• _WHAT YOU HAVE TO DO_:
Each entry should be copied as it stands, leaving the pictures behind.
[DATA IN THIS EXERCISE — start]
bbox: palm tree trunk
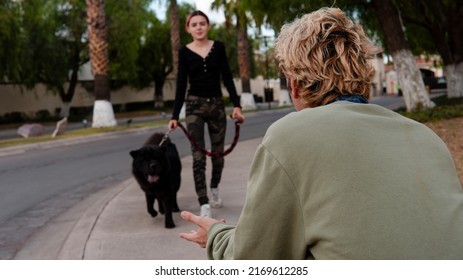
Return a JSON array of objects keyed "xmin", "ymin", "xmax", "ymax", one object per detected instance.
[
  {"xmin": 86, "ymin": 0, "xmax": 116, "ymax": 127},
  {"xmin": 237, "ymin": 13, "xmax": 252, "ymax": 93},
  {"xmin": 169, "ymin": 0, "xmax": 181, "ymax": 77}
]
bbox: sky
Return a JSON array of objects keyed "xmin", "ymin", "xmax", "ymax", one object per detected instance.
[DATA IN THIS EXERCISE — finish]
• _TASK ANSWER_:
bbox: palm tree trunk
Return a JSON array of objects keyed "xmin", "ymin", "xmax", "ymax", one object per detected instance.
[
  {"xmin": 86, "ymin": 0, "xmax": 116, "ymax": 127},
  {"xmin": 237, "ymin": 13, "xmax": 252, "ymax": 93},
  {"xmin": 169, "ymin": 0, "xmax": 181, "ymax": 77}
]
bbox: sky
Return a JSON array of objects keyed "xmin", "ymin", "xmax", "ymax", one object per detected instance.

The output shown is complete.